WHAT THE TASK REQUIRES: From the line containing "Locate the black bar" down to the final line of the entries below, quote every line verbatim. Exclude pictures.

***** INPUT RECORDS

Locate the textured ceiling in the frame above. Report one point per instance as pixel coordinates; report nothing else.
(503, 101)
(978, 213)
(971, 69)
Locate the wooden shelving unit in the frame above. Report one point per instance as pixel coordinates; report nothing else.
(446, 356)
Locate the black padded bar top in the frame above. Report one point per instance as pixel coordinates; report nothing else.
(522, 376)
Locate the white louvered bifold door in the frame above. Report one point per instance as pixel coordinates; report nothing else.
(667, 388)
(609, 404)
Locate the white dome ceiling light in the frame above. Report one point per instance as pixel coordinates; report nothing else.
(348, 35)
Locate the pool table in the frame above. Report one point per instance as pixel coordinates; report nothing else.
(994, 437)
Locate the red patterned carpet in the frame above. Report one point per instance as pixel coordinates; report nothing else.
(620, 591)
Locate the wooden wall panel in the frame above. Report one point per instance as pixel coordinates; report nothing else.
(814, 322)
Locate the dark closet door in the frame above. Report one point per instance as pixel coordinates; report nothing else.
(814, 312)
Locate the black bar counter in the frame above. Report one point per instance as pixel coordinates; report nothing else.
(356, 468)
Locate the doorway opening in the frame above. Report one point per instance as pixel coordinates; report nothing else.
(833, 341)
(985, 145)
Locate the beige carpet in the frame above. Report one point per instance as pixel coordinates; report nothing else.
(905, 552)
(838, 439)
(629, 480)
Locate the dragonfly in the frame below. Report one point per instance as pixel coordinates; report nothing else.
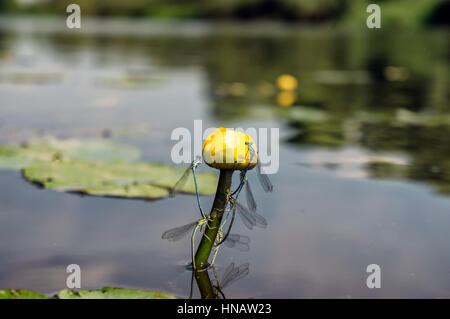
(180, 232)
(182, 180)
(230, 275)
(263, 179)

**********

TASK ANSWER:
Locate the black bar counter in the frame above. Report one point per instance as pixel coordinates; report nothing else.
(356, 468)
Locate the doorway opening in the frame above. Report one point per instance as pixel coordinates; report nothing else.
(833, 341)
(985, 145)
Locate the beige carpet in the frame above. Report one point per instance as pixel coordinates; report nothing else.
(905, 552)
(838, 439)
(629, 480)
Locate the dragonfly in the frame below. Report one point per instance as pixel coordinates; report nothing else.
(180, 232)
(182, 180)
(230, 275)
(263, 179)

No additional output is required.